§ PROVIDED PASSAGE:
Pedestrians walk past the People’s Bank of China’s headquarters in Beijing, in China
The Federal Reserve’s rapid monetary tightening contrasts with the accommodating stance of the People’s Bank of China, pictured, and the Bank of Japan’s commitment to its QE programme © Tingshu Wang/Reuters

The writer is chief economist for Asia Pacific at Natixis and a senior research fellow at think-tank Bruegel

The past few months have been characterised by an increasing divergence in monetary policy between big central banks in the west and those in Asia.

Pushed by higher inflation than expected, the US Federal Reserve has made an abrupt shift towards a rate rise as early as March. The same is true for the Bank of England. The consensus has also shifted towards a rise by the European Central Bank in December.

This rapid monetary tightening contrasts with the increasingly accommodating stance of the People’s Bank of China and the Bank of Japan’s stubborn commitment to its quantitative easing programme to support markets and cap yields through bond buying.

Both central banks have good reasons to stay the course. The Chinese economy is decelerating rapidly, and inflation seems to be under control, at least as far as consumer prices are concerned.

In Japan, inflation is still well below the BoJ’s objective, which justifies the continuation of such lax monetary policy stance. And yet, things are changing rapidly.

To start with, the Fed’s much more aggressive tone, which reflects a sudden realisation of the larger threat of inflation, has led to a bond market sell-off and rapid widening of the gap between short- and long-term interest rates.

This is not only putting upward pressure on European treasury yields but also on Japanese government bonds. The BoJ had to intervene on Thursday to ensure the yield on its 10-year benchmark bond remained within its 0.25 per cent limit. And for China, the spread between its three-year sovereign bond yields and those of the US has kept on narrowing from around 3 percentage points to 0.50 now.

Such a narrow yield differential does not bode well for China to continue to attract portfolio inflows — at least not fixed income, which accounted for 60 per cent of such investment in 2021.

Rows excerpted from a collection
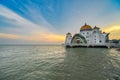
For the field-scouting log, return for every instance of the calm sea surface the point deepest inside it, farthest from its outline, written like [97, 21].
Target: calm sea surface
[58, 63]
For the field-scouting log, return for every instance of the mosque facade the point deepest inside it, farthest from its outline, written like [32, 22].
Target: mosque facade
[87, 37]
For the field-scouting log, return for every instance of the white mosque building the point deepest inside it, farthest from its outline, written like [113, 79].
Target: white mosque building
[87, 37]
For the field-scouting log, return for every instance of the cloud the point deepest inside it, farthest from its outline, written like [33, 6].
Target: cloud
[26, 30]
[35, 37]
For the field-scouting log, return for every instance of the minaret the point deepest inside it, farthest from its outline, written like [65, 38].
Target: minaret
[68, 39]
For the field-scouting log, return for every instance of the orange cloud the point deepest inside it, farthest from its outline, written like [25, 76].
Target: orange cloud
[36, 37]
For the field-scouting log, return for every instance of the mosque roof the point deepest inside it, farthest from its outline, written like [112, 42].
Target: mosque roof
[85, 27]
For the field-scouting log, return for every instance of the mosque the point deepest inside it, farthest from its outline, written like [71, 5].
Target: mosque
[88, 37]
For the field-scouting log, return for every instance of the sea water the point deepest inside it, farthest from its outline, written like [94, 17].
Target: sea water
[34, 62]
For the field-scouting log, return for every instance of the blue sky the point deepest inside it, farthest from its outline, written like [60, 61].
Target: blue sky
[47, 21]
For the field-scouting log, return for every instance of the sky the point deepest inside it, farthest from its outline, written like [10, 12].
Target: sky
[48, 21]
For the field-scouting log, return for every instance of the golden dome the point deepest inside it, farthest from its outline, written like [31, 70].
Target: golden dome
[85, 27]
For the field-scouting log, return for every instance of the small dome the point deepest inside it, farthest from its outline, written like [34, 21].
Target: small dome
[85, 27]
[68, 33]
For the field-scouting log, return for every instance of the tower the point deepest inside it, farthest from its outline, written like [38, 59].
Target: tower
[68, 39]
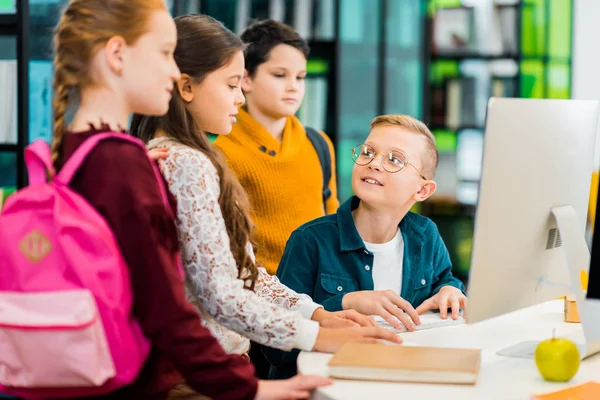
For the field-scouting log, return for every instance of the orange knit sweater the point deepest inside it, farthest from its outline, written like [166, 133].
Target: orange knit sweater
[285, 189]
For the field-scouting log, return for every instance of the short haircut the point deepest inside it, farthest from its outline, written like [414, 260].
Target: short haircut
[262, 36]
[429, 158]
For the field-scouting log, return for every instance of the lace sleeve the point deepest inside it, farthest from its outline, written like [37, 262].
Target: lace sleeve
[270, 287]
[211, 270]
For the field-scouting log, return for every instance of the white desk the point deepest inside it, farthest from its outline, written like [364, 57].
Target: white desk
[499, 377]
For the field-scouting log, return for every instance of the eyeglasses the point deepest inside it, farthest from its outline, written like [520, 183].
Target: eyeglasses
[393, 161]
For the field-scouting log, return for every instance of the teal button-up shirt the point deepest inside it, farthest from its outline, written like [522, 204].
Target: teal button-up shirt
[326, 258]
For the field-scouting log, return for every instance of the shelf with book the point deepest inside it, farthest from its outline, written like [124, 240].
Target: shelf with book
[500, 49]
[374, 52]
[13, 97]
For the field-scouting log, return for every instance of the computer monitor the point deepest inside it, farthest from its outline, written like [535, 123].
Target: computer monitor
[537, 168]
[591, 307]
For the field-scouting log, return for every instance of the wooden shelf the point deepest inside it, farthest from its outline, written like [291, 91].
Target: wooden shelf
[474, 56]
[495, 57]
[8, 147]
[8, 24]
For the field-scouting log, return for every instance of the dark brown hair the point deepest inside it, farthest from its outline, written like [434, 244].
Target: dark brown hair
[262, 36]
[84, 27]
[204, 45]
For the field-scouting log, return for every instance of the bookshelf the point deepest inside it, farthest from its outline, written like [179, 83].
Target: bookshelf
[14, 95]
[509, 48]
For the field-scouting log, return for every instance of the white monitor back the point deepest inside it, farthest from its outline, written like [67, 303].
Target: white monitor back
[538, 154]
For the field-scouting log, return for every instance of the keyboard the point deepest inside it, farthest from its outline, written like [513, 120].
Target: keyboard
[429, 320]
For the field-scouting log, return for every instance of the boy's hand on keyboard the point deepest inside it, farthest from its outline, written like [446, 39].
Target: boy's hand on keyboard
[341, 319]
[385, 303]
[447, 297]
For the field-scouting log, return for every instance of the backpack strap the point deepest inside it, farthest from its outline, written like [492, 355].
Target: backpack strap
[66, 174]
[322, 148]
[38, 160]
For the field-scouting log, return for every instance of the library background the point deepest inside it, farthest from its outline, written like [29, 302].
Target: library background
[438, 60]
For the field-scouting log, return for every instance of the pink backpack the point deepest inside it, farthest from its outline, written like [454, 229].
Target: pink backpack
[66, 328]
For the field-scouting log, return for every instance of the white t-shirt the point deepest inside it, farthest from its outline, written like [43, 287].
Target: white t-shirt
[387, 263]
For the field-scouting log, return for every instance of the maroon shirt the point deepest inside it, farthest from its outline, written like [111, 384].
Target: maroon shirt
[118, 181]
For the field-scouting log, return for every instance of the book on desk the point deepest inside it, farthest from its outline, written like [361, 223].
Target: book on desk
[380, 362]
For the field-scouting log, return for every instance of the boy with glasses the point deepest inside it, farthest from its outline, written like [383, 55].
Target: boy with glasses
[374, 255]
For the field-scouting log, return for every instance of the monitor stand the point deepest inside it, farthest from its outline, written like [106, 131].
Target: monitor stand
[577, 260]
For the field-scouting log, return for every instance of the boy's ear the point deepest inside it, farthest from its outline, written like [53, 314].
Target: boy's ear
[427, 190]
[184, 86]
[246, 82]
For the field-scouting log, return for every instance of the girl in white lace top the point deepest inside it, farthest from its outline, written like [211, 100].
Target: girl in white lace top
[237, 300]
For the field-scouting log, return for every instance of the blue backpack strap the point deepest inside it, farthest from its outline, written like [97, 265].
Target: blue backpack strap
[320, 145]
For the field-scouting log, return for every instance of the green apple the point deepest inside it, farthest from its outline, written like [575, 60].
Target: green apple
[557, 359]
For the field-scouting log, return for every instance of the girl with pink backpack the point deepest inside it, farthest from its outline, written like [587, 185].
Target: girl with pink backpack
[92, 302]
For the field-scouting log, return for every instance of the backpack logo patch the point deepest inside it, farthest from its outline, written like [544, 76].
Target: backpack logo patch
[35, 246]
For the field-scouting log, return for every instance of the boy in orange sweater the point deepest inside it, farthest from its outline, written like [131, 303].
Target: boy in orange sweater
[269, 149]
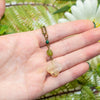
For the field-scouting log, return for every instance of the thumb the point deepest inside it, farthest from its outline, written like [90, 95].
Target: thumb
[2, 7]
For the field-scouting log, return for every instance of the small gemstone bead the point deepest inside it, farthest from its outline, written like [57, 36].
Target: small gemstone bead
[47, 41]
[94, 24]
[49, 52]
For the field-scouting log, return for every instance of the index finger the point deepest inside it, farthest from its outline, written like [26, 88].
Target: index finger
[2, 7]
[62, 30]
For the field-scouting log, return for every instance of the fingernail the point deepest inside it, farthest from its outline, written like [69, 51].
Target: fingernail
[94, 24]
[89, 64]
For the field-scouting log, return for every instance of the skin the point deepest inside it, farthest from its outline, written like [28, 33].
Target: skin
[23, 59]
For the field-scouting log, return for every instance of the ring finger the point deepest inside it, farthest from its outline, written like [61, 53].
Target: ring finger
[75, 58]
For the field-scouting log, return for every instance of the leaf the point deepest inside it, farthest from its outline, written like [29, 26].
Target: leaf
[3, 29]
[98, 88]
[65, 8]
[98, 69]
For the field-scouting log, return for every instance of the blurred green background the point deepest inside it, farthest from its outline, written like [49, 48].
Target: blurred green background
[27, 15]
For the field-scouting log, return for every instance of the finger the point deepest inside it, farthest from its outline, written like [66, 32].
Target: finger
[76, 57]
[65, 77]
[2, 7]
[71, 44]
[59, 31]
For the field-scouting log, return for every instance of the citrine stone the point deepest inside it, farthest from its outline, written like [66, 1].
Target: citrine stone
[53, 68]
[47, 41]
[49, 52]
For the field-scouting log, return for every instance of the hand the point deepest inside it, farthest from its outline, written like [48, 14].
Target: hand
[23, 58]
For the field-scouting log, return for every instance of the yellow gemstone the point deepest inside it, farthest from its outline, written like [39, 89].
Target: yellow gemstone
[54, 68]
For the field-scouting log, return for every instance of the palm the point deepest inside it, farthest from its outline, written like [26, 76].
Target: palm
[21, 64]
[23, 57]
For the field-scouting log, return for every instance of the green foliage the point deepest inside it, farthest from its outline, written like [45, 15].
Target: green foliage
[98, 69]
[87, 94]
[21, 16]
[3, 29]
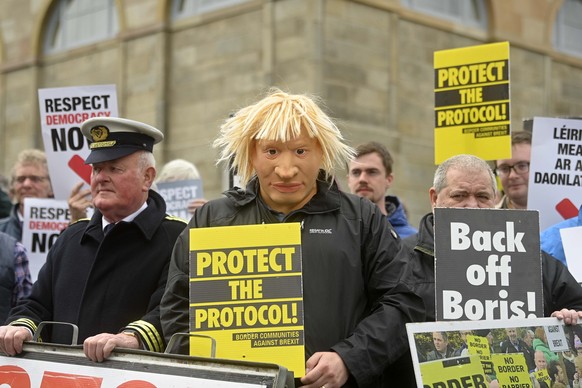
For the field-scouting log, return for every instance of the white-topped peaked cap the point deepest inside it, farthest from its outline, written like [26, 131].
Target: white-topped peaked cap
[113, 138]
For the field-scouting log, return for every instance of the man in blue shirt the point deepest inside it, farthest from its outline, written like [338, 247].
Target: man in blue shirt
[551, 238]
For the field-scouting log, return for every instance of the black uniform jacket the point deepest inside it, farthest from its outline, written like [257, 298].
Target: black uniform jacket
[104, 284]
[355, 270]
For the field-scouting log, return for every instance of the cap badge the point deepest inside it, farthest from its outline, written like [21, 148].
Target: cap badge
[99, 133]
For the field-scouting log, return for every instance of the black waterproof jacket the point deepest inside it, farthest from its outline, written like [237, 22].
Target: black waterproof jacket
[355, 276]
[104, 284]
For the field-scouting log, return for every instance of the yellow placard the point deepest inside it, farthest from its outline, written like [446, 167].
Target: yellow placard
[246, 293]
[453, 372]
[472, 111]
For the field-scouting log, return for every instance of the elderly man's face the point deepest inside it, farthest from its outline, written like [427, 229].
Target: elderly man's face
[119, 187]
[287, 171]
[368, 178]
[465, 189]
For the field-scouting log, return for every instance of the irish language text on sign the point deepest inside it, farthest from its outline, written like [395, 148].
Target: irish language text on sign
[555, 175]
[246, 292]
[472, 102]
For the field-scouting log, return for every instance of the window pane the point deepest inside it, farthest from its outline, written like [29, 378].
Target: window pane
[467, 12]
[75, 23]
[184, 8]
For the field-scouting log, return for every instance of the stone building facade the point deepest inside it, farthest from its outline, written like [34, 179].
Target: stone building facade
[371, 61]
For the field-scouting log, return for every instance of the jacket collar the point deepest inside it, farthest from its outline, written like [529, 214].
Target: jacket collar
[147, 221]
[425, 240]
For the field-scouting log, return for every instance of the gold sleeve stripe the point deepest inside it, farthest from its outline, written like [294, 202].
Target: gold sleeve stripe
[174, 218]
[149, 335]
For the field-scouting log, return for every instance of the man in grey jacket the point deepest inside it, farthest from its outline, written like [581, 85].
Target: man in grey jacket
[356, 302]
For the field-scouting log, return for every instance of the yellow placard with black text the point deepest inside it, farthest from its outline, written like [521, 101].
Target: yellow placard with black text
[455, 372]
[246, 293]
[472, 114]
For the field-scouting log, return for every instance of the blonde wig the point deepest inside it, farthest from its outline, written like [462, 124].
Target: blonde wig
[280, 117]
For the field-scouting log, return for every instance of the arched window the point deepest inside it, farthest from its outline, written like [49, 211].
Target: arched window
[75, 23]
[472, 13]
[184, 8]
[568, 28]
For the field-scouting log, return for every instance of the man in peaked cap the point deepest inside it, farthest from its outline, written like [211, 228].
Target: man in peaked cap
[107, 274]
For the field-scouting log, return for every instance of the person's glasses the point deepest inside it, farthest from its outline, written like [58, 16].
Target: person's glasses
[32, 178]
[519, 168]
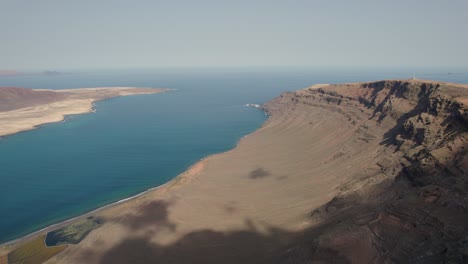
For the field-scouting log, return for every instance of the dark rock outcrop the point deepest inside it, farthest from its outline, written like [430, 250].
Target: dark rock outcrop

§ REQUIRED WORK:
According to the article above on monetary policy, what limit did the Bank of Japan intervene to keep its 10-year benchmark bond yield within?

§ FINISHED TASK:
0.25 percent